EXERCISE AIM:
Render every line of the records below as a Markdown table with the columns Row and Line, numbering the rows and omitting blank lines. Leave the pictures out of the table.

SOURCE RECORDS:

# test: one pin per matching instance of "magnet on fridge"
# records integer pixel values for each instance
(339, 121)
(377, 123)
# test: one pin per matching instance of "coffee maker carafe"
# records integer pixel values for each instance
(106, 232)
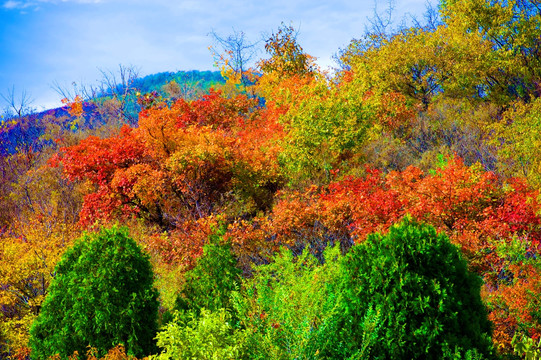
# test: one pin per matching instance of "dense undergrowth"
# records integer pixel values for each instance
(390, 209)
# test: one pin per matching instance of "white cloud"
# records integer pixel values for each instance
(13, 4)
(10, 4)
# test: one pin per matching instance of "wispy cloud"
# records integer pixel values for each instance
(35, 4)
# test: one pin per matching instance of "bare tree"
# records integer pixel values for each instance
(17, 106)
(239, 49)
(114, 95)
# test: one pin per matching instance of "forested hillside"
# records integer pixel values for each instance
(390, 209)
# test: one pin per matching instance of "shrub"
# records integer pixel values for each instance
(210, 335)
(102, 296)
(430, 303)
(210, 283)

SOLUTION FOR THIS EXERCISE:
| Row | Line |
|---|---|
| 1 | # test: one pin per matching instance of "magnet on fridge" |
| 2 | # records integer pixel values for each instance |
| 3 | (339, 121) |
| 4 | (377, 123) |
| 5 | # test: one pin per matching instance of "coffee maker carafe" |
| 6 | # records integer pixel values for each instance |
| 7 | (106, 232) |
| 8 | # test: one pin per matching instance of "dense undergrowth" |
| 9 | # records integer pixel values for each instance |
| 10 | (390, 209) |
| 11 | # test: one pin per matching instance of "white cloud" |
| 12 | # records integer pixel values for each instance |
| 13 | (13, 4) |
| 14 | (10, 4) |
| 15 | # test: one pin per matching instance of "wispy cloud" |
| 16 | # records integer pixel values for each instance |
| 17 | (35, 4) |
| 18 | # test: one pin per matching instance of "bare tree" |
| 19 | # records integer pixel values for each instance |
| 20 | (17, 106) |
| 21 | (239, 49) |
| 22 | (114, 95) |
| 23 | # test: one pin per matching instance of "forested hillside" |
| 24 | # records integer pixel values for each instance |
| 25 | (390, 209) |
| 26 | # test: one pin per matching instance of "shrub" |
| 27 | # records integer pixel values for each instance |
| 28 | (210, 335) |
| 29 | (102, 296) |
| 30 | (430, 303) |
| 31 | (210, 283) |